Exercise: Can you write out these entries again with "top-left corner" switched to "upper-left corner" everywhere it appears, leaving everything else unchanged?

---------- The records ----------

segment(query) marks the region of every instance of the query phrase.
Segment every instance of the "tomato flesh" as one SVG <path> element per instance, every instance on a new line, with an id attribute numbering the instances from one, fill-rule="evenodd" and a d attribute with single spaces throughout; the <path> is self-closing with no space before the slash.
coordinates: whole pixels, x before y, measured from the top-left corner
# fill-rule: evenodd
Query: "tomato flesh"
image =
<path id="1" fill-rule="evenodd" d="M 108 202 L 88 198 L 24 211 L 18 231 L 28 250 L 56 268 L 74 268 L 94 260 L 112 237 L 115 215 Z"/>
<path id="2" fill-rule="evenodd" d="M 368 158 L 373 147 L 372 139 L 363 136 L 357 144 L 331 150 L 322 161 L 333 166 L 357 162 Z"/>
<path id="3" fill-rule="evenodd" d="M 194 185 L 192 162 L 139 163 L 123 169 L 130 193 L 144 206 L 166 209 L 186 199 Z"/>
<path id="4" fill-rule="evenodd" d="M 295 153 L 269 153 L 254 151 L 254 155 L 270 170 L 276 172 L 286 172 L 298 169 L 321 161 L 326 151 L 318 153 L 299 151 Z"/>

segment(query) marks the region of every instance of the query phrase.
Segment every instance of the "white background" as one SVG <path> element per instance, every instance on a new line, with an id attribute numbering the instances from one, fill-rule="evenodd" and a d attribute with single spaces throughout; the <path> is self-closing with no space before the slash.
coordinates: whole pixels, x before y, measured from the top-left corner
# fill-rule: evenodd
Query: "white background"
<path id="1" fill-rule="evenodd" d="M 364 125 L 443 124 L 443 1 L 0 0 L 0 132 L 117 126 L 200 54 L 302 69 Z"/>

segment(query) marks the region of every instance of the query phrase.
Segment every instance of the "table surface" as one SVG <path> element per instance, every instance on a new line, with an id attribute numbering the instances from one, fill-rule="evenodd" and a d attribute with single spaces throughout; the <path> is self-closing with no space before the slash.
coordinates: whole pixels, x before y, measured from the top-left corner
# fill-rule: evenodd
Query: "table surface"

----------

Solution to the problem:
segment(query) marks the region of every instance of the query phrase.
Segment every instance of the "tomato flesh" as one SVG <path> element per instance, every instance on a new line, with an id attribute numbering the instances from one, fill-rule="evenodd" and a d attribute with single spaces throughout; the <path> is self-closing with no space before the slash.
coordinates: whole pixels, x before y, measured from the upper-left corner
# fill-rule: evenodd
Query: "tomato flesh"
image =
<path id="1" fill-rule="evenodd" d="M 108 202 L 88 198 L 24 211 L 18 231 L 28 250 L 56 268 L 74 268 L 94 260 L 112 237 L 115 215 Z"/>
<path id="2" fill-rule="evenodd" d="M 368 158 L 373 147 L 372 139 L 363 136 L 357 144 L 331 150 L 322 161 L 333 166 L 357 162 Z"/>
<path id="3" fill-rule="evenodd" d="M 194 185 L 192 162 L 139 163 L 123 169 L 130 193 L 144 206 L 166 209 L 186 199 Z"/>
<path id="4" fill-rule="evenodd" d="M 295 153 L 269 153 L 254 151 L 254 155 L 270 170 L 276 172 L 286 172 L 298 169 L 321 161 L 326 151 L 318 153 L 299 151 Z"/>

segment(query) marks the region of every instance of the query phrase.
Segment every instance of the "white background" as one SVG <path> element per instance, every instance on a new line, with an id attribute numbering the instances from one, fill-rule="evenodd" and a d attribute with single spaces throughout; the <path> is self-closing with no space before the slash.
coordinates: whole pixels, x before y, measured from the upper-left corner
# fill-rule: evenodd
Query: "white background"
<path id="1" fill-rule="evenodd" d="M 364 125 L 443 124 L 443 1 L 0 0 L 0 132 L 117 126 L 200 54 L 302 69 Z"/>

segment(query) marks the region of every instance of the query phrase.
Segment every instance of the "table surface" as one SVG <path> element per instance, every instance on a new line, with an id attribute numbering the instances from one, fill-rule="evenodd" and a d attribute with single spaces throughout; the <path> is self-closing with no space before the slash.
coordinates: whole pixels, x before y, measured from the upper-left corner
# fill-rule: evenodd
Query: "table surface"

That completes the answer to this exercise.